[Excerpt]:
GitHub appears to be struggling with measly three nines availability

https://www.theregister.com/2026/02/10/github_outages/

GitHub appears to be struggling with measly three nines availability

: Slowdowns, outages, and Copilot problems afflict code shack

The Register

I don't want to give too much credit to Github, because their uptime is truly horrendous and they need to fix it. But: I've felt like its a little unfair to judge the uptime of company platforms like this; by saying "if any feature at all is down, its all down" and then translating that into 9s for the platform.

I never use Github Copilot; it does go down a lot, if their status page is to be believed; I don't really care when it goes down, because it going down doesn't bring down the rest of Github. I care about Github's uptime ignoring Copilot. Everyone's slice of what they care about is a little different, so the only correct way to speak on Github's uptime is to be precise and probably focus on a lot of the core stuff that tons of people care about and that's been struggling lately: Core git operations, website functionality, api access, actions, etc.

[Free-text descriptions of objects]
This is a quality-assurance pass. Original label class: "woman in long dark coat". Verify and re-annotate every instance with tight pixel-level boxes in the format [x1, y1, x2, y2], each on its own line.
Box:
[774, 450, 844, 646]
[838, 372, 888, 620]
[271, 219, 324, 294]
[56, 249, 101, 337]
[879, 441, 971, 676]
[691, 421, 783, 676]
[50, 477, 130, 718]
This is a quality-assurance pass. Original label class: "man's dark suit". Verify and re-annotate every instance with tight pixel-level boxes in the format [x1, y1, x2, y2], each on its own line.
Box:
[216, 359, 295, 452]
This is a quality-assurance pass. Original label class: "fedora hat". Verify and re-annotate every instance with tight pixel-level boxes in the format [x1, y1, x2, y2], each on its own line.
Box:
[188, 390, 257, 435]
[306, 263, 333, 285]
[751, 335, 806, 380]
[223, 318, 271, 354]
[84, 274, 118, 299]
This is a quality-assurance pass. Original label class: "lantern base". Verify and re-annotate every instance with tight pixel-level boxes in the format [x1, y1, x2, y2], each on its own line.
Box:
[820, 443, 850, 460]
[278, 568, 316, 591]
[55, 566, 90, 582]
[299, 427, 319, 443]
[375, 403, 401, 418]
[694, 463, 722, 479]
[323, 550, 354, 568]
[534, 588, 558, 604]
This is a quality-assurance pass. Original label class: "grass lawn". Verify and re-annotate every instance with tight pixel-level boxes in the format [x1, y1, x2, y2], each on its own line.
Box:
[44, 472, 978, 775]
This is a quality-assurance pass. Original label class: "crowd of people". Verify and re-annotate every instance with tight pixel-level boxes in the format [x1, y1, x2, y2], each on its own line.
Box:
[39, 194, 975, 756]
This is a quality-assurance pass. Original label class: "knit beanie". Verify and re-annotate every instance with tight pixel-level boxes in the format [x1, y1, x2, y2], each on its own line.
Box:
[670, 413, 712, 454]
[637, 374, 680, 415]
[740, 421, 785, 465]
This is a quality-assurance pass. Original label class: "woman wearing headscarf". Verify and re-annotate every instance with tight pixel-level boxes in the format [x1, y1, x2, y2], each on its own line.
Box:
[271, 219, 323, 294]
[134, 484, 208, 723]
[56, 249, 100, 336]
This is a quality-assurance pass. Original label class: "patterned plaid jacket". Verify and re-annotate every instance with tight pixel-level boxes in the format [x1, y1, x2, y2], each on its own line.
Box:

[Directions]:
**a.** In the GitHub uptime comment, which GitHub feature does the writer say they never use?
**b.** Please write a continuation of the GitHub uptime comment, starting after its last sentence.

[Responses in order]:
**a.** GitHub Copilot.

**b.**
You're right that labelling any outage as "Github is down" is an overgeneralisation, & we should focus on bottlenecks that impact teams in a time sensitive matter, but that isn't the case here. Their most stable service (API) has only two 9s (99.69%).

They're not even struggling to get their average to three 9s, they're struggling to get ANY service to that level.

Copilot may be the least stable at one 9, but the services I would consider most critical (Git & Actions) are also at one 9.

ONLY TWO NINES! Meanwhile vital government services here have a whopping 25% availability.
Two things can be bad.
I love multiple 9s as much as the next guy but that's only 27 hours per year of downtime. For a mostly free (for me) service, I'm thankful.

> I've felt like its a little unfair to judge the uptime of company platforms like this; by saying "if any feature at all is down, its all down" and then translating that into 9s for the platform.

This is definitely true.

At the same time, none of the individual services has hit 3x9 uptime in the last 90 days [0], which is their Enterprise SLA [1] ...

> "Uptime" is the percentage of total possible minutes the applicable GitHub service was available in a given calendar quarter. GitHub commits to maintain at least 99.9% Uptime for the applicable GitHub service.

[0]: https://mrshu.github.io/github-statuses/

[1]: https://github.com/customer-terms/github-online-services-sla

(may have edited to add links and stuff, can't remember, one of those days)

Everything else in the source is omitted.